Data for analysis:
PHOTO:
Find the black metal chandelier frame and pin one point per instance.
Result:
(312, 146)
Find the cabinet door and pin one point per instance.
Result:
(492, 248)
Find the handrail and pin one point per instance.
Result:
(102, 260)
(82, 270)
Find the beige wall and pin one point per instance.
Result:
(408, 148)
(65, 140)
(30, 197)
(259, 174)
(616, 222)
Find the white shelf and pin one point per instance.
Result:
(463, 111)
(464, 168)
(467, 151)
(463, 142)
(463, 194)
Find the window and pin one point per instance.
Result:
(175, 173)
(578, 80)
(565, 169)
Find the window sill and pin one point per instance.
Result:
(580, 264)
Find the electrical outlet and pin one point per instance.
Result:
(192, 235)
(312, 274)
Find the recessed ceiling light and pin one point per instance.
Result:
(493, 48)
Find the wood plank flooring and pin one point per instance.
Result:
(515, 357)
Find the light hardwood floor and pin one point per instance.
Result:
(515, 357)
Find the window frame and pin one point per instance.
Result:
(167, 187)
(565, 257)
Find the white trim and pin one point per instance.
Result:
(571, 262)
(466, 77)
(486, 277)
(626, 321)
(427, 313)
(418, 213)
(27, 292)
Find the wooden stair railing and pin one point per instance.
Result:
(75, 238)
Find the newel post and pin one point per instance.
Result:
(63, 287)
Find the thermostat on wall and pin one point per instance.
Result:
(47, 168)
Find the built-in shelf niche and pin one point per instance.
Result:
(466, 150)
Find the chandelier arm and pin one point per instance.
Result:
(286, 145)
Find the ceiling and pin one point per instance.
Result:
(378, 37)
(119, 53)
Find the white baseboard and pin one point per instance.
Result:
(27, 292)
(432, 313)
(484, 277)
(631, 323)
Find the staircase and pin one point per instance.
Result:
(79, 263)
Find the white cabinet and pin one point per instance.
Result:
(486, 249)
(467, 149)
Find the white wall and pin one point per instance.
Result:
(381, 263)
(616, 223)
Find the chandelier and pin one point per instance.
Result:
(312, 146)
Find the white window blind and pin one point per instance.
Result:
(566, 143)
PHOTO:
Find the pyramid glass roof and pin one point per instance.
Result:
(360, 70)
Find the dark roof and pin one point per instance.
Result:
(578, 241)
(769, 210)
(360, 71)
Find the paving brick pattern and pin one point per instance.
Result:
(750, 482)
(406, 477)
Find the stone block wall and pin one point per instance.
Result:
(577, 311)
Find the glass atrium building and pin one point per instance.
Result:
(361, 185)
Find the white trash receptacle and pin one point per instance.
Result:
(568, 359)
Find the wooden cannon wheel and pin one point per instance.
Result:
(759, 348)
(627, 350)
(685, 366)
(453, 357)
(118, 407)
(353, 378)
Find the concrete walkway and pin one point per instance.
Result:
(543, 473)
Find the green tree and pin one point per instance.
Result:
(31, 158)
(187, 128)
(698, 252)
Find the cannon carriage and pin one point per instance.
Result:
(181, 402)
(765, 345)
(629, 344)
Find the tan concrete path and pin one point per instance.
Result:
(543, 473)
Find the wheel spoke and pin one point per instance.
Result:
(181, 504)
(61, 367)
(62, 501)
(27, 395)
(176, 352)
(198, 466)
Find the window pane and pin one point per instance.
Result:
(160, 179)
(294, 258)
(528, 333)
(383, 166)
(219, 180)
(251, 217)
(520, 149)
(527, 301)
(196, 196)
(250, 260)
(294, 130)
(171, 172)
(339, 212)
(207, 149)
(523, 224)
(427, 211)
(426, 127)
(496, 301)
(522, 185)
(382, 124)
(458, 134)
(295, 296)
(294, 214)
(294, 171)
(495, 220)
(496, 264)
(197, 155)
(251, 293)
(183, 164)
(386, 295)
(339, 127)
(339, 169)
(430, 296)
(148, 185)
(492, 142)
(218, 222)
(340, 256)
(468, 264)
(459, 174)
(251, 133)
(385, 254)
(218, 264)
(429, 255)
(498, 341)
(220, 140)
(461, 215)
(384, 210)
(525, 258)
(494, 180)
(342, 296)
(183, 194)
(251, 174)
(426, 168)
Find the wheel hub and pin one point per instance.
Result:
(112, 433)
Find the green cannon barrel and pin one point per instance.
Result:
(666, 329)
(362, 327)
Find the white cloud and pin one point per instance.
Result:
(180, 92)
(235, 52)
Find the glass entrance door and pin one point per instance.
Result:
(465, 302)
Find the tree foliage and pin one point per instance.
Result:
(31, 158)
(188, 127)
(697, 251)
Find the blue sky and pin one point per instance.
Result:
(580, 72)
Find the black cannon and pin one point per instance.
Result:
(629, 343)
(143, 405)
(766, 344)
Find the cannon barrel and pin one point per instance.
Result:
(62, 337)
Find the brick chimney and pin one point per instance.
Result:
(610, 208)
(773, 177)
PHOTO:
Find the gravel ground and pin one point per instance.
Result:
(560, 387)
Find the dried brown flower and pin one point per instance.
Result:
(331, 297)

Your goal:
Look over the data above and show each line that contains "shelf".

Response to the exercise:
Find the white shelf and pin one point per instance.
Find the built-in shelf niche and pin one point per instance.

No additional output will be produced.